[SOURCE EXCERPT]
In this paper, a novel negative sample generating framework in the training of knowledge representation model is proposed. The remainder of this paper is organized as follows. Section 2 elaborates on the negative triplets construction framework proposed in this paper. And in Section 3, the performance of the knowledge representation model of the proposed negative triplets construction framework is tested, and compared with the original construction framework. Finally, in Section 4 the conclusions and future research direction are given.

2 Negative Samples Construction Framework Based on Frequency of Relational Association Entities

2.1 Negative Samples Generating Strategy

In the process of negative example construction, Excessive false-negative samples reduce the accuracy of the representation model, and Too many worthless negative triplets make the model convergence slow. To alleviate the two problems above, a novel negative sampling framework is proposed. It sets different probabilities to replace the three elements in the triplet: the head entity, the relationship, and the tail entity. As replacing two or more elements in a triplet at the same time will greatly increase the probability of occurrence of false-negative triplets, only one element of the triple is replaced at a time in our work. In addition, the sum of the replacement probabilities of the relationship, the head entity and the tail entity equal to 1.

[LISTED ENTRIES]
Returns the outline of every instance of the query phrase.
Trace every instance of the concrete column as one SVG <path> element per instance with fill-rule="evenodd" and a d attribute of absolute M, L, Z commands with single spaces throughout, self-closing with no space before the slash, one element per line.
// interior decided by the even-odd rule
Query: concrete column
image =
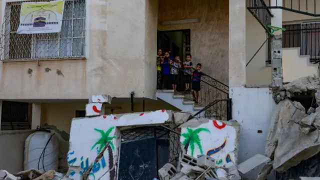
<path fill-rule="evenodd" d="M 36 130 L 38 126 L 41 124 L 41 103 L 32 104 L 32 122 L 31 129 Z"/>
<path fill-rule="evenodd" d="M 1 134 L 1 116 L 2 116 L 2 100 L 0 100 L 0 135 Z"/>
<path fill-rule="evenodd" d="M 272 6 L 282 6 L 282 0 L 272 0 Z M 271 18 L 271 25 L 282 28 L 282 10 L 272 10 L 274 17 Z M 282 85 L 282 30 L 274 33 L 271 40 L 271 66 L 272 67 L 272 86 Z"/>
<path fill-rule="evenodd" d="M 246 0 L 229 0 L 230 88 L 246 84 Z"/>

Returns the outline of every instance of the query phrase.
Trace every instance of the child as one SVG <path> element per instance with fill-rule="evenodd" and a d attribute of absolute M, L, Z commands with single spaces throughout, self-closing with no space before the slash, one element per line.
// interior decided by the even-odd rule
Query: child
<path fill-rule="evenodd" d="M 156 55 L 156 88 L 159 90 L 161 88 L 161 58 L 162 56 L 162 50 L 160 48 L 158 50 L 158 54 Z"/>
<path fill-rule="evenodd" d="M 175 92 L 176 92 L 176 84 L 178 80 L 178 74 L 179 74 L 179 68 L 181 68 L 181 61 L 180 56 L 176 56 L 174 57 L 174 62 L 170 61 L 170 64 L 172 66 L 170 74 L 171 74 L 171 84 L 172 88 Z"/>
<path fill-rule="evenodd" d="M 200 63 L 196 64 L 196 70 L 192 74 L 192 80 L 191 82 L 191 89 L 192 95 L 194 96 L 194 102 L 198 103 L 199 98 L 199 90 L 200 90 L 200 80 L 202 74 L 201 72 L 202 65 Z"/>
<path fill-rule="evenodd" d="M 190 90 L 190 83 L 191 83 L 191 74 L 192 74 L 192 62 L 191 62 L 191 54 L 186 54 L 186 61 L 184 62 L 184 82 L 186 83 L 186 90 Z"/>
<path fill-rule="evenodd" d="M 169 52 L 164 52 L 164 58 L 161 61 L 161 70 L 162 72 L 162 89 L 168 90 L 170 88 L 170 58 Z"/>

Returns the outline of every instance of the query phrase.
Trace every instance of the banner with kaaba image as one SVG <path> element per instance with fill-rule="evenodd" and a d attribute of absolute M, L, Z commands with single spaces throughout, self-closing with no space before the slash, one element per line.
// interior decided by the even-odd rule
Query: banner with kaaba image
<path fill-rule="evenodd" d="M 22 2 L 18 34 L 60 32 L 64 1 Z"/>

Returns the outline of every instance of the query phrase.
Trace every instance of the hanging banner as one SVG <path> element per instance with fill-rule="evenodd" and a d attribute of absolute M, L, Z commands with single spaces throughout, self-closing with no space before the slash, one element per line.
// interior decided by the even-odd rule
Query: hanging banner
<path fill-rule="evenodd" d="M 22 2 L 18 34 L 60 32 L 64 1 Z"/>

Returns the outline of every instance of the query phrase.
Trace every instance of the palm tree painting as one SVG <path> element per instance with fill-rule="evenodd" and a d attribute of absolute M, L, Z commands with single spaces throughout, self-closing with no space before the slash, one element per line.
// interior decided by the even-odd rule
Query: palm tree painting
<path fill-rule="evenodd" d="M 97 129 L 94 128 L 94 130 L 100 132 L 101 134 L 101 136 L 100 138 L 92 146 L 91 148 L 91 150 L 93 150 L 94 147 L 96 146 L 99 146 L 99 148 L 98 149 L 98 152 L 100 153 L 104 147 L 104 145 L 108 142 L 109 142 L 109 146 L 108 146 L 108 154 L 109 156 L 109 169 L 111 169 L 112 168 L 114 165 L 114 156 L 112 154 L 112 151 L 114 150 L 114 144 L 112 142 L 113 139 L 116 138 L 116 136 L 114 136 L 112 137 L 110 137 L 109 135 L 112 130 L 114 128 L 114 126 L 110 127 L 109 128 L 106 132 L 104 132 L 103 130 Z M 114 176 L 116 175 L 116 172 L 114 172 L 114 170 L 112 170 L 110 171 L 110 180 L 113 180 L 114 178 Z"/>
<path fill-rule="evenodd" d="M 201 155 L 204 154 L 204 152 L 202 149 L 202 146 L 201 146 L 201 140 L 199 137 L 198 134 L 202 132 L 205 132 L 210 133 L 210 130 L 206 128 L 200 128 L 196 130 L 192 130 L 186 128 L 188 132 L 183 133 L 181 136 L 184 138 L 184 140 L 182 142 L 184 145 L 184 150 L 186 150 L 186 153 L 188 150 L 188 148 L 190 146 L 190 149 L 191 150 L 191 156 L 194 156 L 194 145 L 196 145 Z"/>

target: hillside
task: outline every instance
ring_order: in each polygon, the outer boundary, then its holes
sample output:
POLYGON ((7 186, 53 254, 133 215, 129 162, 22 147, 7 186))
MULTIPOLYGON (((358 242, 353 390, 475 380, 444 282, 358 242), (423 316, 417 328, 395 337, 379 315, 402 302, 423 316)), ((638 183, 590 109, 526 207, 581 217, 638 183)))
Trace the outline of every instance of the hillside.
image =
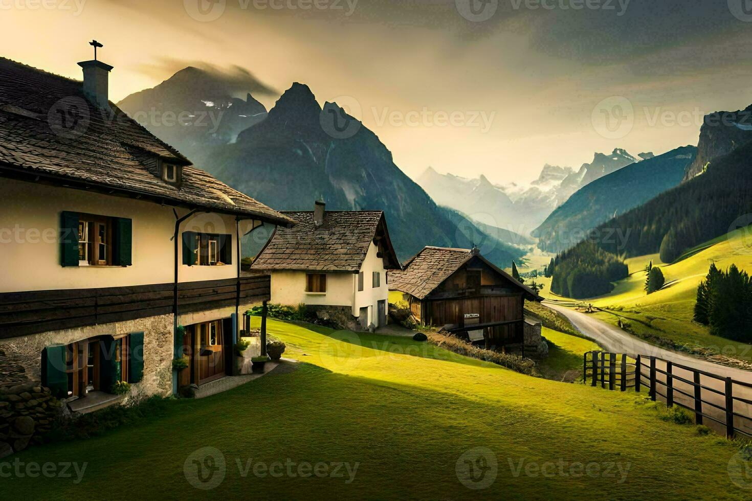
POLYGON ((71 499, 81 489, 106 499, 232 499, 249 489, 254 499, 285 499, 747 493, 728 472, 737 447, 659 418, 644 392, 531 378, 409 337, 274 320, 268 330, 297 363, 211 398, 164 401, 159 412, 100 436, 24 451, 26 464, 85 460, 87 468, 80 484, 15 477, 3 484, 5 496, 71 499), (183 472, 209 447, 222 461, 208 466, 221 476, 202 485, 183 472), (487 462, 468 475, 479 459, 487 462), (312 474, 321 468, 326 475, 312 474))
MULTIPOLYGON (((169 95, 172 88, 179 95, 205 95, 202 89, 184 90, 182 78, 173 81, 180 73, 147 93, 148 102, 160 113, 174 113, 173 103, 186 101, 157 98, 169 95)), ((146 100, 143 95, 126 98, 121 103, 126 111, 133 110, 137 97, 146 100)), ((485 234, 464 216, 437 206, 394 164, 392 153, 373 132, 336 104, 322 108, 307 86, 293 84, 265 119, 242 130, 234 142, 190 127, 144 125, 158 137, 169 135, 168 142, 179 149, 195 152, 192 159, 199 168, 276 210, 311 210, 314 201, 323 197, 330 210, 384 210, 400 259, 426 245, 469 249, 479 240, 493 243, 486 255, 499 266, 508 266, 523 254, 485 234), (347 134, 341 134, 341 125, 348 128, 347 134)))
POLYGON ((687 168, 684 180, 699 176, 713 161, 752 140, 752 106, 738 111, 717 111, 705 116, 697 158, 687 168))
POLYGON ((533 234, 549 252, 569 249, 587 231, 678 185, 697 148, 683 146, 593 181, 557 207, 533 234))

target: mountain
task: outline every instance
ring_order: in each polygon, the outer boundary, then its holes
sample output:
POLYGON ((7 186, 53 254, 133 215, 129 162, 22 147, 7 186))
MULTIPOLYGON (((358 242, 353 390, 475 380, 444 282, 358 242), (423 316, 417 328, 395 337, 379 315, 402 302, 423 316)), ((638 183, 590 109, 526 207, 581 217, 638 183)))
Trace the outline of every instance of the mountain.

[TO BE DONE]
a) In the negative sampling text, how many elements of a triplet are replaced at a time?
b) List the triplet elements that, according to the negative sampling text, are given different replacement probabilities.
c) Continue the negative sampling text from its last sentence.
The rows come from a separate source and have no link to the negative sampling text.

[RESPONSES FOR EACH TASK]
a) Only one element of the triplet is replaced at a time.

b) The head entity, the relationship, and the tail entity.

c)
First, a formal description of the set of negative triplets constructed by this framework is as follows:

$S_{(h, r, t) \in S}^{'}$	$= {(h^{'}, r, t) \| h^{'} \in E} \cup {(h, r^{'}, t) \| r^{'} \in R}$
	$\cup {(h, r, t^{'}) \| t^{'} \in E}$	(1)

where $S_{(h, r, t)}^{'}$ (Shortly referred to as $S^{'}$ ) is a set of corrupted triplets constructed by replacing the head entity $h$ in the triplet $(h, r, t)$ with $h^{'}$ or replacing the tail entity $t$ with $t^{'}$ or replacing the relation $r$ with $r^{'}$ , and the replaced triplets $(h^{'}, r, t)$ , $(h, r, t^{'})$ and $(h, r^{'}, t)$ are restricted not in the original $S_{(h, r, t)}$ .

Next, we study the relationship replacement probability assigned to the triplet. There are differences between each relationship. For example, some relationships is associated with few entities, such as the relationship numbered 139 in the FB15k dataset: /metropolitan_transit/transit_service_ type/transit_lines, only two entities related with it: Entity number 529: /m/0195fx, entity number 530: /m/0m_sb; the relationship numbered 1028: /user/tsegaran/computer/algorithm/family, and relationship number 1225: /user/tsegaran/computer/algorithm_family/algorithm, there is only one entity related with them, 6917:/m/0382k.

Some relationships have many related entities, such as relationship 30: /people/person/profession, there are 4296 entities related with it.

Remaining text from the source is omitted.